There’s a lot to discuss. “The arts policy research field has made a quantum leap over the past 10 or 15 years,” said Center for Arts and Culture Director Stefan Toepler. The director of arts policy and administration at Ohio State University, Margaret Wyszomirski, said that a decade or so ago people “constantly bemoaned that we didn’t have enough research and information.” But “in the subsequent 10 years, we’ve gotten a lot of research, and now everybody complains we can’t digest it all.”
A special afternoon session will discuss a major RAND study, released in February, called “Gifts of the Muse: Reframing the Debate About the Benefits of the Arts,” commissioned by the Wallace Foundation.
The report is in part about how we value the arts, said Mr. Szanto. In recent years, there has been research into the instrumental benefits – how arts help to bring to life other good things such as tourism, safer cities, better educational performance, etc. But the report says that may be at the expense of the value of art in and of itself. “We need to start looking at why people choose to enjoy the arts, not just how we can stimulate the creation of more art,” Mr. Szanto said.
A co-researcher of the report, Arthur Brooks, who is a professor at Syracuse University’s Maxwell School of Public Affairs, said the upshot of the report was that arts advocates have been selling the benefits of the arts in ways that don’t have to do with arts per se: its effect on the economy, juvenile delinquency, and so forth.
“You don’t get any of those benefits unless people like the arts and choose to consume the arts,” he said. “It’s not that economic impact is wrong, it’s that we’re focusing on a weak part of the argument, and leaving out the central part. The instrumental benefits ride in on the intrinsic benefits: that’s the big point of the RAND study.”
Mr. Brooks mentioned a conversation he had had with members of the Chamber of Commerce in Atlanta about a proposed cultural district. After raising instrumental benefits, such as bringing in tourists, Mr. Brooks was asked, “What would be the economic impact of building a new runway versus a cultural district?”
“In the terms of how I was selling it, he was asking about the opportunity costs,” Mr. Brooks said of the council member. He added that the question would probably not have been raised if he had also come at the subject from the quality of life (arts for arts’s sake) perspective.

**Exercise instructions**
Retype the arts-benefits article above from "There’s a lot" up to and including "the Wallace Foundation.", keeping every word and punctuation mark unchanged.

**Material provided**
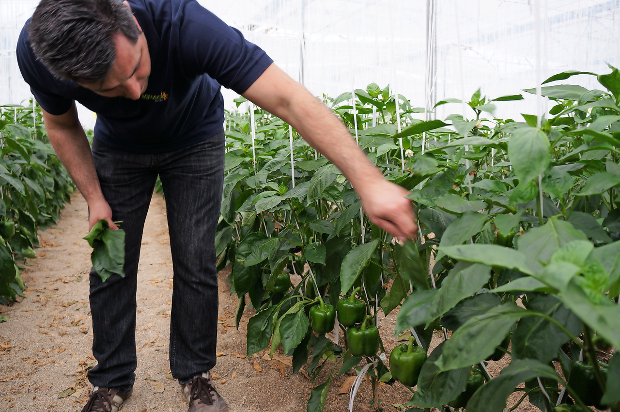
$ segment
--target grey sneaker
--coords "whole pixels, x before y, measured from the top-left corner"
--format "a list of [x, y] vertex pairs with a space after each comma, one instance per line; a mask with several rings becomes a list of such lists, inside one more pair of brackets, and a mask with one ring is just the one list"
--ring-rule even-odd
[[187, 412], [228, 412], [228, 406], [215, 390], [209, 372], [197, 375], [191, 382], [181, 387], [190, 406]]
[[84, 406], [82, 412], [118, 412], [123, 407], [123, 402], [131, 395], [119, 393], [107, 388], [95, 387], [88, 396], [88, 402]]

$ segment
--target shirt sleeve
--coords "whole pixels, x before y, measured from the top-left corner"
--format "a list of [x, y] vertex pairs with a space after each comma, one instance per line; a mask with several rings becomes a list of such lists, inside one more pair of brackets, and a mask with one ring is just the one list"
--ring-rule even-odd
[[195, 0], [183, 1], [181, 7], [179, 40], [188, 72], [206, 73], [241, 94], [273, 63], [264, 50]]
[[30, 85], [30, 91], [44, 110], [55, 115], [64, 114], [71, 109], [73, 100], [63, 97], [53, 90], [55, 86], [57, 87], [62, 82], [54, 77], [35, 57], [27, 39], [25, 27], [24, 25], [19, 35], [16, 50], [17, 65], [22, 76]]

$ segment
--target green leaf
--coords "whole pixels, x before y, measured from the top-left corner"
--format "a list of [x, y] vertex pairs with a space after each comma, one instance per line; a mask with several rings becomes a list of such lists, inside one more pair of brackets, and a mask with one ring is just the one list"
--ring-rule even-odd
[[608, 74], [600, 74], [596, 76], [596, 79], [598, 83], [605, 86], [618, 100], [618, 96], [620, 96], [620, 72], [611, 65], [608, 63], [607, 65], [611, 69], [611, 73]]
[[542, 190], [561, 199], [573, 186], [573, 178], [557, 166], [549, 169], [542, 176]]
[[[460, 217], [454, 219], [441, 236], [440, 251], [443, 248], [454, 244], [461, 244], [471, 240], [471, 237], [480, 233], [484, 227], [484, 223], [489, 216], [475, 212], [466, 212]], [[438, 259], [443, 256], [440, 251]]]
[[403, 298], [407, 296], [407, 292], [409, 288], [403, 288], [402, 284], [403, 282], [401, 276], [396, 275], [394, 278], [394, 282], [392, 282], [390, 290], [388, 291], [388, 293], [379, 303], [386, 316], [388, 316], [388, 313], [400, 305]]
[[322, 412], [325, 406], [325, 401], [327, 399], [327, 392], [329, 390], [329, 384], [332, 382], [332, 375], [324, 383], [321, 383], [312, 390], [310, 392], [310, 398], [308, 399], [308, 412]]
[[[546, 97], [552, 97], [554, 99], [565, 99], [566, 100], [579, 100], [579, 97], [583, 93], [588, 91], [587, 89], [580, 86], [574, 84], [558, 84], [557, 86], [547, 86], [541, 88], [542, 96]], [[524, 92], [536, 94], [536, 89], [524, 89]]]
[[441, 282], [441, 287], [433, 299], [425, 327], [428, 328], [436, 318], [478, 292], [489, 282], [490, 276], [491, 268], [486, 265], [457, 263]]
[[439, 120], [422, 122], [421, 123], [418, 123], [417, 124], [413, 125], [412, 126], [405, 127], [402, 132], [401, 132], [401, 133], [397, 133], [395, 134], [394, 137], [406, 137], [407, 136], [412, 136], [414, 135], [421, 135], [425, 132], [434, 130], [435, 129], [447, 125], [447, 123], [444, 123], [441, 120]]
[[465, 390], [469, 377], [469, 365], [443, 372], [436, 363], [447, 341], [440, 343], [422, 365], [418, 378], [418, 390], [412, 398], [417, 406], [440, 407], [455, 399]]
[[535, 127], [521, 127], [513, 133], [508, 153], [520, 181], [529, 182], [547, 169], [549, 147], [547, 135]]
[[616, 351], [607, 367], [607, 386], [601, 403], [614, 405], [620, 402], [620, 355]]
[[420, 289], [430, 289], [428, 265], [425, 262], [418, 250], [418, 245], [412, 240], [407, 241], [402, 248], [395, 248], [396, 261], [401, 275], [405, 282], [410, 282]]
[[515, 360], [474, 393], [467, 404], [467, 412], [502, 412], [513, 390], [521, 382], [534, 378], [549, 378], [562, 382], [551, 366], [534, 359]]
[[424, 223], [436, 237], [441, 238], [456, 217], [437, 207], [425, 207], [418, 213], [420, 222]]
[[489, 266], [516, 269], [527, 274], [533, 274], [528, 266], [527, 255], [519, 251], [497, 244], [463, 244], [445, 246], [440, 250], [446, 255], [464, 262], [482, 263]]
[[523, 100], [523, 96], [521, 94], [509, 94], [508, 96], [503, 96], [501, 97], [497, 97], [497, 99], [494, 99], [490, 101], [492, 102], [509, 102], [513, 100]]
[[592, 76], [596, 76], [596, 73], [593, 73], [591, 71], [578, 71], [577, 70], [567, 70], [566, 71], [562, 71], [561, 73], [557, 73], [557, 74], [554, 74], [549, 78], [542, 82], [542, 84], [546, 83], [550, 83], [552, 81], [556, 81], [556, 80], [565, 80], [570, 77], [575, 76], [577, 74], [591, 74]]
[[304, 251], [306, 253], [304, 254], [304, 258], [314, 263], [320, 263], [322, 265], [325, 264], [325, 244], [314, 242], [308, 245]]
[[441, 318], [441, 325], [449, 330], [456, 331], [469, 319], [485, 313], [489, 309], [501, 303], [502, 301], [497, 295], [492, 293], [474, 295], [450, 309]]
[[280, 324], [280, 335], [285, 353], [288, 353], [301, 343], [308, 326], [308, 316], [303, 310], [284, 316]]
[[574, 281], [570, 282], [558, 297], [562, 302], [588, 326], [596, 331], [609, 343], [620, 347], [620, 305], [603, 299], [600, 303], [592, 302], [586, 292]]
[[92, 248], [91, 261], [103, 282], [116, 274], [125, 277], [125, 231], [112, 230], [108, 222], [101, 219], [82, 238]]
[[437, 198], [435, 204], [440, 207], [455, 213], [482, 210], [486, 208], [487, 204], [482, 200], [467, 200], [458, 195], [448, 193]]
[[590, 177], [586, 181], [581, 191], [579, 193], [576, 193], [575, 195], [600, 195], [619, 184], [620, 184], [620, 174], [601, 172]]
[[277, 249], [280, 244], [278, 238], [269, 238], [260, 243], [258, 248], [248, 255], [243, 261], [243, 266], [250, 267], [258, 264], [269, 257]]
[[352, 249], [345, 256], [340, 269], [340, 282], [342, 285], [343, 293], [347, 293], [351, 289], [353, 282], [361, 273], [362, 269], [368, 264], [378, 244], [378, 239], [368, 243], [359, 244]]
[[[581, 321], [554, 296], [536, 296], [528, 301], [526, 307], [528, 311], [544, 313], [553, 318], [575, 336], [581, 332]], [[533, 359], [548, 364], [557, 356], [560, 346], [570, 339], [556, 325], [544, 318], [524, 316], [512, 335], [512, 359]]]
[[250, 320], [247, 322], [246, 335], [247, 347], [246, 357], [262, 351], [269, 345], [273, 313], [279, 307], [270, 306], [250, 318]]
[[[527, 256], [525, 261], [531, 269], [538, 271], [542, 268], [542, 264], [549, 262], [556, 250], [574, 240], [587, 241], [588, 238], [569, 222], [550, 218], [544, 225], [533, 228], [519, 236], [517, 249]], [[531, 271], [520, 270], [532, 274]]]
[[526, 276], [511, 280], [505, 285], [502, 285], [489, 292], [497, 293], [505, 292], [541, 292], [551, 293], [554, 292], [554, 290], [547, 285], [546, 284], [542, 283], [538, 279]]
[[521, 215], [525, 210], [521, 209], [514, 215], [498, 215], [494, 219], [493, 223], [497, 228], [497, 231], [504, 236], [508, 236], [508, 233], [521, 222]]
[[319, 169], [310, 179], [308, 186], [308, 204], [319, 199], [323, 190], [334, 182], [338, 175], [333, 164], [326, 164]]
[[524, 311], [508, 303], [469, 319], [446, 341], [438, 365], [441, 370], [450, 370], [481, 362], [502, 343]]
[[395, 336], [410, 328], [424, 325], [436, 293], [437, 289], [415, 289], [407, 297], [396, 316]]

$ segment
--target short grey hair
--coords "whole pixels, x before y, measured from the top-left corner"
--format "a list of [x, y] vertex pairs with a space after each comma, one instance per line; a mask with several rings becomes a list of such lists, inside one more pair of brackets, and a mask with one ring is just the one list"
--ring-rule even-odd
[[141, 33], [122, 0], [42, 0], [27, 30], [37, 59], [56, 77], [78, 83], [107, 78], [115, 34], [135, 44]]

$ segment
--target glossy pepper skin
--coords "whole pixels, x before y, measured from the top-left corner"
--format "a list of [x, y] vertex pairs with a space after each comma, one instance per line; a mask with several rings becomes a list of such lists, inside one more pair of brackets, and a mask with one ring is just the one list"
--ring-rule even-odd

**Problem solution**
There’s a lot to discuss. “The arts policy research field has made a quantum leap over the past 10 or 15 years,” said Center for Arts and Culture Director Stefan Toepler. The director of arts policy and administration at Ohio State University, Margaret Wyszomirski, said that a decade or so ago people “constantly bemoaned that we didn’t have enough research and information.” But “in the subsequent 10 years, we’ve gotten a lot of research, and now everybody complains we can’t digest it all.”
A special afternoon session will discuss a major RAND study, released in February, called “Gifts of the Muse: Reframing the Debate About the Benefits of the Arts,” commissioned by the Wallace Foundation.